-- WHAT TO PRODUCE --
Tally the lines in the rows below that contain the string "building", matching case exactly, and reply with only that number.

-- DATA IN THIS EXERCISE --

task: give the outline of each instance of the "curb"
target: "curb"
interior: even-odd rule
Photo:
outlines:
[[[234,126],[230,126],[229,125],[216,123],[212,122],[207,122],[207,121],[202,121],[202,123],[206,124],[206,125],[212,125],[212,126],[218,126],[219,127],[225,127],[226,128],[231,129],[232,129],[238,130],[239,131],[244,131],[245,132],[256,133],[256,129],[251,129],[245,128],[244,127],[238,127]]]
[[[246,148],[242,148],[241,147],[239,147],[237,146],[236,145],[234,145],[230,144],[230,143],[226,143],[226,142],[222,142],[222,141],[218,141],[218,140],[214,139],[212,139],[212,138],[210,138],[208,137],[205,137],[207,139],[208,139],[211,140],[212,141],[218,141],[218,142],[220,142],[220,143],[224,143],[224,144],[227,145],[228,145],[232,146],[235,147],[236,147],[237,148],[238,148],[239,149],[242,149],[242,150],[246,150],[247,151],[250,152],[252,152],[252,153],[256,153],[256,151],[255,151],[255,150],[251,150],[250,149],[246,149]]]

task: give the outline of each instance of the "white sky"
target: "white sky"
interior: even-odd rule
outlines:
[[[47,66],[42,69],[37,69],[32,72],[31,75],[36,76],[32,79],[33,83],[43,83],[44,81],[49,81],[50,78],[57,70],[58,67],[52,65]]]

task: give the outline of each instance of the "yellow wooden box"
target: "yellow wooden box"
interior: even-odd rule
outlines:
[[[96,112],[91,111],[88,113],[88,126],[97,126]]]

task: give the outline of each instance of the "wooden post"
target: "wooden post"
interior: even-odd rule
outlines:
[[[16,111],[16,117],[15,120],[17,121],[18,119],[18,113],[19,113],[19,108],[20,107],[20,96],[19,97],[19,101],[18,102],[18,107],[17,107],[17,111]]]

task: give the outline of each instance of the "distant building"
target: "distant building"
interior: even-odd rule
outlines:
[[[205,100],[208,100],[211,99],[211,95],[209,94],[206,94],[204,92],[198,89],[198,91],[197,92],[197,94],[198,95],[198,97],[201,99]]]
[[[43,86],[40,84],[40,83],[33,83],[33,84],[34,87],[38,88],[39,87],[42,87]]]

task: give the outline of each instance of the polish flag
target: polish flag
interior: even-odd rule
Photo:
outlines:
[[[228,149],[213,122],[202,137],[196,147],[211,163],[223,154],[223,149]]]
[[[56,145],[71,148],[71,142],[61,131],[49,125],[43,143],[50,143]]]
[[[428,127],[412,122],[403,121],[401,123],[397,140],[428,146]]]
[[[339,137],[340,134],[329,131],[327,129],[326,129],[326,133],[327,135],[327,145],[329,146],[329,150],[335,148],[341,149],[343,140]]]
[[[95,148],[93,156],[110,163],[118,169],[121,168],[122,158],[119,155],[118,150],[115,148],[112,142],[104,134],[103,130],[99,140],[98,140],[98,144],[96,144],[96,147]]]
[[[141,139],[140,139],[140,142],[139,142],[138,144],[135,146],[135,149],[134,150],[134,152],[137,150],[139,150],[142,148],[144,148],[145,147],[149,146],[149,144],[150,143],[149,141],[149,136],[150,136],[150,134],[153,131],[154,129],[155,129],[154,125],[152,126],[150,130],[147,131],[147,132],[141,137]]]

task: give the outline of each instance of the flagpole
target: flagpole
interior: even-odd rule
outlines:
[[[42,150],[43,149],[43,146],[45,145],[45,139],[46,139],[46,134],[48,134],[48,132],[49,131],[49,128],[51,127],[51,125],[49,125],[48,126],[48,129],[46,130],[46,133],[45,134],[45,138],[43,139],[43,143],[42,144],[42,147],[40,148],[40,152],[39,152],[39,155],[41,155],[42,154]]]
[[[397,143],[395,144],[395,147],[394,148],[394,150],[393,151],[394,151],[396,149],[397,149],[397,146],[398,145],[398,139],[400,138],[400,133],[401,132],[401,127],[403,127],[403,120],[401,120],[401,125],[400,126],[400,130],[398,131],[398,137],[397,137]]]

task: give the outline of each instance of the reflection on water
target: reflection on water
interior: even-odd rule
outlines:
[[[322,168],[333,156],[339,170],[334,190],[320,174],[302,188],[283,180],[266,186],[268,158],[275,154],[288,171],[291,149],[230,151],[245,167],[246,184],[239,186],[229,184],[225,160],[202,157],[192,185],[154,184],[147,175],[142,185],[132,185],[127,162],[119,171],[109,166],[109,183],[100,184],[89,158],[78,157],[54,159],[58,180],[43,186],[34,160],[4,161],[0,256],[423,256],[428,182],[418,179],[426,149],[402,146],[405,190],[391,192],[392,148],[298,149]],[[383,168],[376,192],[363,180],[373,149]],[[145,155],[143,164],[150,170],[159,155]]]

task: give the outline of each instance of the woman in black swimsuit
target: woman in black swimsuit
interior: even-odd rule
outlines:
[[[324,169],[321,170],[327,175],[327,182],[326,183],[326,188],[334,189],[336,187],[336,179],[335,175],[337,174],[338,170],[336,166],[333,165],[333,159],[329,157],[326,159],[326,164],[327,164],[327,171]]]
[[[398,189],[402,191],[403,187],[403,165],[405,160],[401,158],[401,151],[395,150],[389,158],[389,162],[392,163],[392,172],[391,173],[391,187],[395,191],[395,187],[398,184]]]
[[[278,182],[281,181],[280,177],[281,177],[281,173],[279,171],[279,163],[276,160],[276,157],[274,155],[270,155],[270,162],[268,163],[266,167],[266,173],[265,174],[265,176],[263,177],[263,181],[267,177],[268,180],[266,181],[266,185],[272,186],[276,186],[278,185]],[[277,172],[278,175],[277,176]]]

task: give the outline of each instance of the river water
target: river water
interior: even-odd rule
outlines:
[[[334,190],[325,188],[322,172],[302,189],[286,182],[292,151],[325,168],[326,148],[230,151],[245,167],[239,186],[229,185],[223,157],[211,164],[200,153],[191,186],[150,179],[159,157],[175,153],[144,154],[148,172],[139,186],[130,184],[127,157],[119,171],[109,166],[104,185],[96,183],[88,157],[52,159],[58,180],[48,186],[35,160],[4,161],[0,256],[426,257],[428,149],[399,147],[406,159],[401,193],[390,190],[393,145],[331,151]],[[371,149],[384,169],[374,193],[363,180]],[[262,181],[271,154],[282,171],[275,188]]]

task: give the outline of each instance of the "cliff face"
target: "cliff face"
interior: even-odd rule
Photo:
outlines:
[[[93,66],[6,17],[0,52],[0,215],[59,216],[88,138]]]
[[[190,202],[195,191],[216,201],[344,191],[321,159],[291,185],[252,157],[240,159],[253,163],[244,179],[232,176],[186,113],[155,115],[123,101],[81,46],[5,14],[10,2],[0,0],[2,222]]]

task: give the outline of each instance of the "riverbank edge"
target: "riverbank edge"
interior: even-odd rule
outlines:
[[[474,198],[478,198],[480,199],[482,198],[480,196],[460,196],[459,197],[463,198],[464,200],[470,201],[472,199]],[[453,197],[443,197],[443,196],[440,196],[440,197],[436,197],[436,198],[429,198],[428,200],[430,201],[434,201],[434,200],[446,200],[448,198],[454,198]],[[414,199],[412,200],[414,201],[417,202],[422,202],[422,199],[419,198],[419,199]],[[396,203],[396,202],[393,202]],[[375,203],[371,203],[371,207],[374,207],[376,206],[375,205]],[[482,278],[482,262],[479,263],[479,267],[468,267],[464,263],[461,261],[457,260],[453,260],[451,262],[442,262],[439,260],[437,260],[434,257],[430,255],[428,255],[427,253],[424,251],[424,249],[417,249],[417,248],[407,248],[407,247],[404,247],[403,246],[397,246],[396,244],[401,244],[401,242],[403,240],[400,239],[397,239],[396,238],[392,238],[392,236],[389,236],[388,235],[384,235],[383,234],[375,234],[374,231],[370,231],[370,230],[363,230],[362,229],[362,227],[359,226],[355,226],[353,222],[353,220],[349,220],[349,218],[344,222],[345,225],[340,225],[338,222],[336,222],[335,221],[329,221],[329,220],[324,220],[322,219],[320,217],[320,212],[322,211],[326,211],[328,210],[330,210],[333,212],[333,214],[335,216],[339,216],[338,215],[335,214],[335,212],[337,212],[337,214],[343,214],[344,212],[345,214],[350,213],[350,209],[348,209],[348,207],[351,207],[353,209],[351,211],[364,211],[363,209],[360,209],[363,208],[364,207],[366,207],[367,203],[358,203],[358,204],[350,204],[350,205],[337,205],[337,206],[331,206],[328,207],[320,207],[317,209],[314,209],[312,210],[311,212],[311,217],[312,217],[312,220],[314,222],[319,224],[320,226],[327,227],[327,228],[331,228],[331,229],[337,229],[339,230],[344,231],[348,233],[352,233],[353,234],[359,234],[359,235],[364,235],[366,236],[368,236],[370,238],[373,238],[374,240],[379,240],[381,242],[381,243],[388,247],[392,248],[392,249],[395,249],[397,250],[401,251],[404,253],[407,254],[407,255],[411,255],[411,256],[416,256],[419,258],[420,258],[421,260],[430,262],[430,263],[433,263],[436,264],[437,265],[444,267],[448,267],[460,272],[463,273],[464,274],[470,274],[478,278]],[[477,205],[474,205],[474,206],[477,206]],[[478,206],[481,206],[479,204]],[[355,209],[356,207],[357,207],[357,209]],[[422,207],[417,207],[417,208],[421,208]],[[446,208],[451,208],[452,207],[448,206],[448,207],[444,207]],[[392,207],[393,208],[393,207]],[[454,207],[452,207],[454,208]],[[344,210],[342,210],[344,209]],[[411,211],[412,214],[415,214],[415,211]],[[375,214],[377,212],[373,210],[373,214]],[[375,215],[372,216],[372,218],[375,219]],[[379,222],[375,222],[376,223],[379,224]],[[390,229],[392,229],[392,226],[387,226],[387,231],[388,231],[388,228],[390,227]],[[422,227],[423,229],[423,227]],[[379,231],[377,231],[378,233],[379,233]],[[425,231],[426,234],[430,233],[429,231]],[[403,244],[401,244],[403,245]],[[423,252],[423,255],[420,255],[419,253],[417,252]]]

-- TASK SOLUTION --
2